Work instructions → Search the listing below for the string "jacket", then copy every line it appears in.

Extracted entries →
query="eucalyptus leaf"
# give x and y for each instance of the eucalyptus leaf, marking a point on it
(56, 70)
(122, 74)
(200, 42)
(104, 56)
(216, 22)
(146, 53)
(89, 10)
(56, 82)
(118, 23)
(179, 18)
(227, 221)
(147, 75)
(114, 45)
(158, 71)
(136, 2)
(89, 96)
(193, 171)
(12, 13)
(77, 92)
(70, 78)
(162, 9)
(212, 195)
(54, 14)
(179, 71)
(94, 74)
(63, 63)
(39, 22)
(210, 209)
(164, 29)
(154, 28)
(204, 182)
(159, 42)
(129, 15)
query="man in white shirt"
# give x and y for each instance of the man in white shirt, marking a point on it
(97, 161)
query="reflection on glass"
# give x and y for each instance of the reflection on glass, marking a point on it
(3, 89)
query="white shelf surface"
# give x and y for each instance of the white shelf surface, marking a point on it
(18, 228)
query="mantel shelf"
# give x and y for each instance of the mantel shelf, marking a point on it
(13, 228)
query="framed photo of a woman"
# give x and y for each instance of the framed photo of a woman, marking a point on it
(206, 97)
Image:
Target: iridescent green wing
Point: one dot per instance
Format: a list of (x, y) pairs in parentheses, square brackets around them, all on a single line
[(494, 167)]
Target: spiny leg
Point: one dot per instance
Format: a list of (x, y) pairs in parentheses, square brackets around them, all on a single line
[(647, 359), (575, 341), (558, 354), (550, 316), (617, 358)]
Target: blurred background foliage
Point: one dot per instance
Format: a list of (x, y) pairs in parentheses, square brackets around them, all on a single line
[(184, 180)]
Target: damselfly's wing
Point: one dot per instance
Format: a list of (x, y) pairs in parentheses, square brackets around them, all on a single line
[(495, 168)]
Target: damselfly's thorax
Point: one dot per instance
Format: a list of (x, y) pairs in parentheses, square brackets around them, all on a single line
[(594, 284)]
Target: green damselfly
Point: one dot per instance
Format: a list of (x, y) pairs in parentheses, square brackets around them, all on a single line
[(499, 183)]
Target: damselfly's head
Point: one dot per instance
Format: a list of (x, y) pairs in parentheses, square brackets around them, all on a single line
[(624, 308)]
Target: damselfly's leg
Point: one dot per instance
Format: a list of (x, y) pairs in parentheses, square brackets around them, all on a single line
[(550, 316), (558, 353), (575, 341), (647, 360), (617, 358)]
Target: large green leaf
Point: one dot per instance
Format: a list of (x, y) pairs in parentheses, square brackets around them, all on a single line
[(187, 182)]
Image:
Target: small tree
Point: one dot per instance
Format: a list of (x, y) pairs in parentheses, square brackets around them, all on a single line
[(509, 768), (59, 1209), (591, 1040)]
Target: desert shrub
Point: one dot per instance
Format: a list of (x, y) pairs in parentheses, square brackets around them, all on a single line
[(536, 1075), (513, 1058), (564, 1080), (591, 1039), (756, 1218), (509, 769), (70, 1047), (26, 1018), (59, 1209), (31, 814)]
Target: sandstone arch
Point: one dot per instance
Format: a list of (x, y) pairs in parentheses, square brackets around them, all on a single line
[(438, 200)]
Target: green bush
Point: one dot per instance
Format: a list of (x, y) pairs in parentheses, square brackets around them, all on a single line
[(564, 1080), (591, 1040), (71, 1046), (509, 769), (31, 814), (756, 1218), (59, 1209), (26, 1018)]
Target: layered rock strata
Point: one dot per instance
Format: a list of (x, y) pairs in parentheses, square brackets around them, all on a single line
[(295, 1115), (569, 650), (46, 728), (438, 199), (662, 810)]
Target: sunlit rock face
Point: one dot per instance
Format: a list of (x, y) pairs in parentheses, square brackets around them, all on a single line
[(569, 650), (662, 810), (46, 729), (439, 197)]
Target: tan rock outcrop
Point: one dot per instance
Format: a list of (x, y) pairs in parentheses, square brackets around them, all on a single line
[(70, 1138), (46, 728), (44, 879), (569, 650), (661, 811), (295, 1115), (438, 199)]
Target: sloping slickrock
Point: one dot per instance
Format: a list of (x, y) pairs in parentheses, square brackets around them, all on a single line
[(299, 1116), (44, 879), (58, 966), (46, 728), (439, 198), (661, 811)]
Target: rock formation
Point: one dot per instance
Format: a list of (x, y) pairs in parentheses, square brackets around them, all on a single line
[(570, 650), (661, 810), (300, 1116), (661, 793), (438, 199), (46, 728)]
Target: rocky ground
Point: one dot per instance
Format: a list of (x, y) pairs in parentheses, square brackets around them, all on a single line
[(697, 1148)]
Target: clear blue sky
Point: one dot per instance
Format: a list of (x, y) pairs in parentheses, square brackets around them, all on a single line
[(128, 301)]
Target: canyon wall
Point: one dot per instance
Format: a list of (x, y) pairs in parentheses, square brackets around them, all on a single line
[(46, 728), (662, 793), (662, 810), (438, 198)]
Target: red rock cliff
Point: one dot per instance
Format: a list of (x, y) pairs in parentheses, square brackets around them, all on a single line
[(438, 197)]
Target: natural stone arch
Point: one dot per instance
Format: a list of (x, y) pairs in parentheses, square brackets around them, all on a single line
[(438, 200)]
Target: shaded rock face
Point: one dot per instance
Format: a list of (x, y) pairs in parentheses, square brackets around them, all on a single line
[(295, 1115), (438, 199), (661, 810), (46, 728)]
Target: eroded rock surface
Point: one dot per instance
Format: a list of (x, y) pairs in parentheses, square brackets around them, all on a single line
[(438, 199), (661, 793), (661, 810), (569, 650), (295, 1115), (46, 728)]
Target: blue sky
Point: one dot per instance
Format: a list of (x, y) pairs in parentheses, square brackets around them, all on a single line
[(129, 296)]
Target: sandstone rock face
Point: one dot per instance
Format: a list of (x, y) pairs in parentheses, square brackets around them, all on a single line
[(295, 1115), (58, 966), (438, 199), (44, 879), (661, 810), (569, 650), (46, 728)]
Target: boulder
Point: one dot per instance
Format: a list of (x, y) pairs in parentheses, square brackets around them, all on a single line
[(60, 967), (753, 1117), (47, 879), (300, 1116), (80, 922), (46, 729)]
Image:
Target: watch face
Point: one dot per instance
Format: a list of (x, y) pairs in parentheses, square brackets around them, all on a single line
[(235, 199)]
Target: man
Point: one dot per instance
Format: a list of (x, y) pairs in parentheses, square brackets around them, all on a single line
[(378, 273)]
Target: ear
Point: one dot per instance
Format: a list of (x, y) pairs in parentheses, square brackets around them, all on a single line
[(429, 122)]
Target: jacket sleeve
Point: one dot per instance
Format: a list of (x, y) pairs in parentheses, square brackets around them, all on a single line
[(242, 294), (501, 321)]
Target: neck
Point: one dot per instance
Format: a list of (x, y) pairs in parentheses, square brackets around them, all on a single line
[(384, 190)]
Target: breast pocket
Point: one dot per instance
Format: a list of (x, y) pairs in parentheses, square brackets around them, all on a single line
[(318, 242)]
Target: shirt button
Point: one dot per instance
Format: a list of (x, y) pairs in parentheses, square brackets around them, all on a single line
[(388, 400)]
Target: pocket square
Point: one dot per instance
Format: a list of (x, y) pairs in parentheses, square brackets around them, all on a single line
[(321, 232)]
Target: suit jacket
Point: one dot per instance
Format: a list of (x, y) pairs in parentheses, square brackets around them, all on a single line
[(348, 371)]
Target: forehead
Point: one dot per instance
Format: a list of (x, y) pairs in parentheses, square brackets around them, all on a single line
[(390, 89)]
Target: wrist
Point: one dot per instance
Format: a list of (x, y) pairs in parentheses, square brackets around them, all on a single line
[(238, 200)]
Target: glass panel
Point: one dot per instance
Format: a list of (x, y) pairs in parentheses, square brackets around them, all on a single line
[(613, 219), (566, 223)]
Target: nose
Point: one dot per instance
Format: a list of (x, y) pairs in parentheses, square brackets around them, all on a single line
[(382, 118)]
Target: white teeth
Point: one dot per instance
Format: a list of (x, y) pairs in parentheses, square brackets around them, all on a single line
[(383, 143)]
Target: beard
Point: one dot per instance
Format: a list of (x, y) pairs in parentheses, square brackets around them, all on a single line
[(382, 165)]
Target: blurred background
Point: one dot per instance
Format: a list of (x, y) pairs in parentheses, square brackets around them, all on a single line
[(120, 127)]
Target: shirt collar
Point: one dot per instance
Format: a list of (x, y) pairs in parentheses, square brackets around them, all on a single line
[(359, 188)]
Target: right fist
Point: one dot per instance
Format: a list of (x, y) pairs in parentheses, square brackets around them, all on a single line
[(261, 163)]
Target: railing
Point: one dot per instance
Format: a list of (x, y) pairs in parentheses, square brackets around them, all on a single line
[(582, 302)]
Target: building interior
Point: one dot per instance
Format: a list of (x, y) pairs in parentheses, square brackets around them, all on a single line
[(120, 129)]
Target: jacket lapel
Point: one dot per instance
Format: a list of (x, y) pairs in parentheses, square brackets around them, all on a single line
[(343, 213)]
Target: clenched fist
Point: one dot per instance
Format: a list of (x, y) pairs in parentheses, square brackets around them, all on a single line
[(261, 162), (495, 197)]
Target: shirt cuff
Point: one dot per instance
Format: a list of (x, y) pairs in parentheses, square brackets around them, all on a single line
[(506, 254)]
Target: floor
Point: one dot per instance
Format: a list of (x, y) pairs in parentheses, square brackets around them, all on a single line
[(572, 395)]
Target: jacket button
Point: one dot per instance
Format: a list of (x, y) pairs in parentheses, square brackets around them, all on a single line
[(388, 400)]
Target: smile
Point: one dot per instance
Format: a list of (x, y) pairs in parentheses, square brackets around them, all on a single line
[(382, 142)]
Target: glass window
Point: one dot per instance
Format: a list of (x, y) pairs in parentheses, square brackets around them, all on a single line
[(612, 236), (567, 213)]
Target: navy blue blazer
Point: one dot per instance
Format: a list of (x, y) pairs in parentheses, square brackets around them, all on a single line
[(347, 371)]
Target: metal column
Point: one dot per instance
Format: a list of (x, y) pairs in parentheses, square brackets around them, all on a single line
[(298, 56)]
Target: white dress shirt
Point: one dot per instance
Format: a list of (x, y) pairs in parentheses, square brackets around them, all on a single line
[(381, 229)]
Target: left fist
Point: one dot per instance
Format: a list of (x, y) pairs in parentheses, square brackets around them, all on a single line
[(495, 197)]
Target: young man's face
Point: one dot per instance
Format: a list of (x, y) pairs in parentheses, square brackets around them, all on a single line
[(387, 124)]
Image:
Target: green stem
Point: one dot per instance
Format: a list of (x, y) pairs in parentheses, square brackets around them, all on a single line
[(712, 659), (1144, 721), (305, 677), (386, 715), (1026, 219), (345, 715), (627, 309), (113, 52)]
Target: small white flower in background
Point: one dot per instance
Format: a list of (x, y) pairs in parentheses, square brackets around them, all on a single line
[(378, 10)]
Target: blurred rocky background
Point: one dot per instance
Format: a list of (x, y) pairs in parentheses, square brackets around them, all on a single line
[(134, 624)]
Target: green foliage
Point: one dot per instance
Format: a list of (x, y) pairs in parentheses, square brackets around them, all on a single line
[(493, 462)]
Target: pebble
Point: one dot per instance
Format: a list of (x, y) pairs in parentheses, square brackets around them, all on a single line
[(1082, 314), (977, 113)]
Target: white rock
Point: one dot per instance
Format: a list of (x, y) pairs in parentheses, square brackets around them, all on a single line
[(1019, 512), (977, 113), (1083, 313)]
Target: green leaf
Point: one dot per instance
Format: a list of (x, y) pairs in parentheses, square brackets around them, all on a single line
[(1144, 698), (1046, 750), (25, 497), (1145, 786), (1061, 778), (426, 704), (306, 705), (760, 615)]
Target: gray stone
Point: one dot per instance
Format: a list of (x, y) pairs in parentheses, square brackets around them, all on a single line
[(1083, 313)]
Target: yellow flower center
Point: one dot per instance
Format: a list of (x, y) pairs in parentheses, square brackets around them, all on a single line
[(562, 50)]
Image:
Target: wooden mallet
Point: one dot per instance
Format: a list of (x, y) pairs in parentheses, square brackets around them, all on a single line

Solution →
Target: jacket sleeve
Target: suit jacket
Target: jacket lapel
Target: jacket button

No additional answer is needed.